新選組局長 近藤勇の愛刀として知られている長曽祢虎徹(ながそねこてつ)は江戸前期の刀工 長曽祢興里(ながそねおきさと)によって打たれました。

「今宵の虎徹は血に飢えている」という有名な台詞があるように、江戸時代に刀工の切れ味を格付けした「懐宝剣尺(かいほうけんじゃく)」という本では最上大業物14工に数えられています。

虎徹の人気は当時から高く、新選組が活躍した江戸後期には大名道具とされ大変高価で「虎徹を見たら偽物と思え」と言われるほど贋作(偽物)が出回っていました。

実際、近藤勇の虎徹は贋作だったという説が一般的で、江戸後期の刀工 源清麿(みなもときよまろ)作刀だったのではないかという説があります。

新選組と同じ時代に活躍した源清麿も江戸三作の一人に数えられ、四谷正宗の異名を持つ名工です。
ある刀剣展示で「虎徹より出来が良い」という解説を見たことがありますが、幕末では虎徹と比べると清麿の方が安価であったと思われます。

課題:
a – 虎徹の文章を読んで、次の問いに答えてください。
(i) 長曽祢虎徹を打った刀工は誰か。
(ii) 「懐宝剣尺」で虎徹は何に数えられているか。
(iii) 源清麿の異名は何か。
b – 虎徹の文章のうち、「虎徹の人気は当時から高く、新」から「谷正宗の異名を持つ名工です。」までを一字も変えずに書き写してください。
c – 虎徹について述べた文章の最後の文に続けて、その先を書いてください。

元データ:
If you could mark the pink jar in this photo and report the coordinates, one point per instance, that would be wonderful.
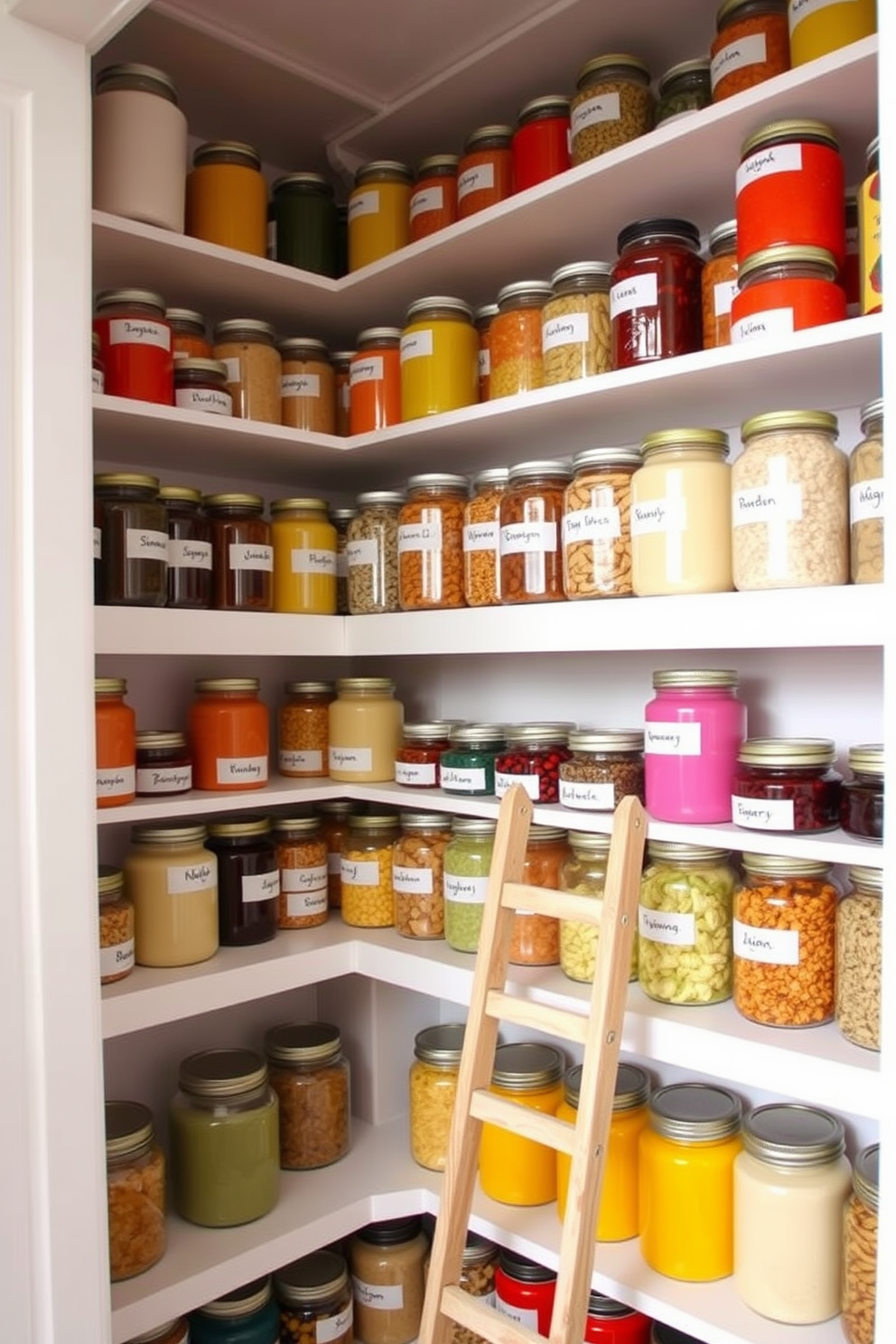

解答:
a –
(i) 江戸前期の刀工、長曽祢興里
(ii) 最上大業物14工
(iii) 四谷正宗

b –
虎徹の人気は当時から高く、新選組が活躍した江戸後期には大名道具とされ大変高価で「虎徹を見たら偽物と思え」と言われるほど贋作(偽物)が出回っていました。

実際、近藤勇の虎徹は贋作だったという説が一般的で、江戸後期の刀工 源清麿(みなもときよまろ)作刀だったのではないかという説があります。

新選組と同じ時代に活躍した源清麿も江戸三作の一人に数えられ、四谷正宗の異名を持つ名工です。

c –
虎徹と清麿を見比べる

2019年1月19日に備前おさふね刀剣の里で行われた山鳥毛里帰り応援プロジェクト刀剣鑑賞会で長曽祢虎徹と源清麿を実際に手に持って鑑賞することができました。(こんな機会は滅多にない!)

まず虎徹を持った感想です。
反りの浅いガッシリとした姿ですが、沸がついた湾れの刃文と明るい地鉄は華やかな雰囲気があります。

持ってみるとずっしり重く、確かによく切れそう。

長曽祢興里はいろいろな銘を使っていて、こちらの銘は「長曽祢興里入道 乕徹」通称 ハコトラ(角虎)銘と呼ばれ、この銘を使っている時期の虎徹の造刀技術は近古刀の中でも最高水準であると評されています。

続いて源清麿。
虎徹に比べると地鉄が黒い気がします。
刃文は清麿らしい互の目乱れです。

持った時の感想は「お、重い・・・!」
虎徹もずっしりしてましたが、それ以上に重たい。脇差なのにこの重量感。こちらもよく切れそう。
虎徹よりさらに剛健という感じがします。

源清麿も何度も銘を変えており、銘が清麿になったのは四谷正宗と呼ばれるようになった頃です。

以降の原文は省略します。